*** Dataset records

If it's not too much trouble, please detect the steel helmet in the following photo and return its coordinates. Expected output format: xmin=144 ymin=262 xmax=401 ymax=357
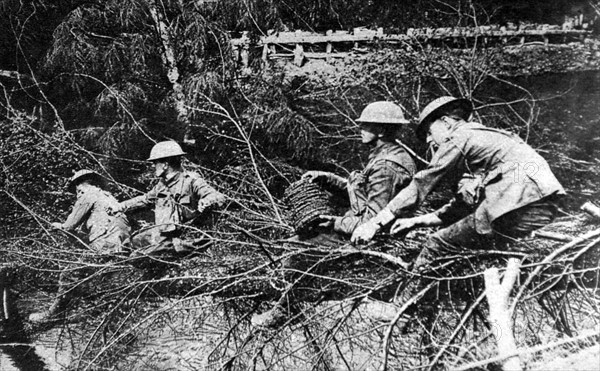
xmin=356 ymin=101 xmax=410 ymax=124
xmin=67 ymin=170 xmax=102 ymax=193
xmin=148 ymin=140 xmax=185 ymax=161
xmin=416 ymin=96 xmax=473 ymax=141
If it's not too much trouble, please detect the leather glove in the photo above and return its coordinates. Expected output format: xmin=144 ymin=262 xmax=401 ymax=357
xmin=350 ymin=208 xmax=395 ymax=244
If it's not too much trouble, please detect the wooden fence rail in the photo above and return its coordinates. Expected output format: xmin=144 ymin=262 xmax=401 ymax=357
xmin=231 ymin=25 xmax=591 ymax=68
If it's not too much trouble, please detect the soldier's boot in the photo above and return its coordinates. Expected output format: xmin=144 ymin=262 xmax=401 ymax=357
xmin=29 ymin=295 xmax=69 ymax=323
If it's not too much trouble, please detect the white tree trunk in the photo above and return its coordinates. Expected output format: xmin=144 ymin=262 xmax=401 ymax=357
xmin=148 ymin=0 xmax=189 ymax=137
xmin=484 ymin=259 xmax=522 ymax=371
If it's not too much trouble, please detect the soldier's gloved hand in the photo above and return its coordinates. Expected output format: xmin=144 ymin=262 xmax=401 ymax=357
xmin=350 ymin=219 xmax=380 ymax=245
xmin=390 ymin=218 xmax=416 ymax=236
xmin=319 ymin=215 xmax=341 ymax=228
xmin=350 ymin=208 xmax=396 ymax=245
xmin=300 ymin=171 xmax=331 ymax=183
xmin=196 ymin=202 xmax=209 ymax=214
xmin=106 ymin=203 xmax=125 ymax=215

******
*** Dataset records

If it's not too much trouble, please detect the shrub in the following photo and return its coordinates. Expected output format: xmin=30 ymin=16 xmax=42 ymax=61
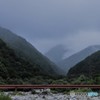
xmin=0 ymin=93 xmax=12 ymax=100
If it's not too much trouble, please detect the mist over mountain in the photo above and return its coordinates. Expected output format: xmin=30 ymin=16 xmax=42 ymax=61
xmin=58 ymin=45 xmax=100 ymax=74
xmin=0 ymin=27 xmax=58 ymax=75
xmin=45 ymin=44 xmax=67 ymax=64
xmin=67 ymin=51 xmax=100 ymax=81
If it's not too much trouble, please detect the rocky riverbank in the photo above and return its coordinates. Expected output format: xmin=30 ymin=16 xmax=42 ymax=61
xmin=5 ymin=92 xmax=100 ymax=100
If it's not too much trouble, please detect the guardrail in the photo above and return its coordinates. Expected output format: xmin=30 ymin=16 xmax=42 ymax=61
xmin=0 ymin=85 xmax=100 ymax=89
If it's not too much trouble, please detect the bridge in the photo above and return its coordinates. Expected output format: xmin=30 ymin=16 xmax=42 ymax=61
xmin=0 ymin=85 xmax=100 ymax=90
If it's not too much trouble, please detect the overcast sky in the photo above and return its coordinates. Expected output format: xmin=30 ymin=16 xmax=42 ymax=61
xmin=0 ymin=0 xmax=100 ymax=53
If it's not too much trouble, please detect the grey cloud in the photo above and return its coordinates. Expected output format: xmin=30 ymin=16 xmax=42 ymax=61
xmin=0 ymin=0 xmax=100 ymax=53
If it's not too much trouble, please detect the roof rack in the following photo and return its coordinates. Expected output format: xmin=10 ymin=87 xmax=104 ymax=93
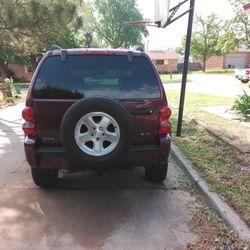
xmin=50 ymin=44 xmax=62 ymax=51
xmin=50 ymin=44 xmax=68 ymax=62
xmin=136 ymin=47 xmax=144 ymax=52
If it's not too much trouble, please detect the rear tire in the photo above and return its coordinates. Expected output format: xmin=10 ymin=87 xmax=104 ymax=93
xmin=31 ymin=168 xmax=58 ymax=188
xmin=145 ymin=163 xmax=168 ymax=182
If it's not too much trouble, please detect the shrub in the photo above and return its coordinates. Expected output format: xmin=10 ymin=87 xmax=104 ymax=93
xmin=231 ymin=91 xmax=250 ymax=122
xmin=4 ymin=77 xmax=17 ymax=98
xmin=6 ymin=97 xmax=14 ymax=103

******

Given instruction ::
Rewrite the lines starting at the line that contains "If it's not too much trouble, please detect the leather" and ending at the line that contains "xmin=350 ymin=208 xmax=395 ymax=244", with "leather glove" changed to "wool mitten" and nothing else altered. Give only those lines.

Response ::
If it's not too much trouble, please detect the wool mitten in the photo above and return its coordinates. Expected output format: xmin=144 ymin=262 xmax=401 ymax=357
xmin=350 ymin=208 xmax=395 ymax=244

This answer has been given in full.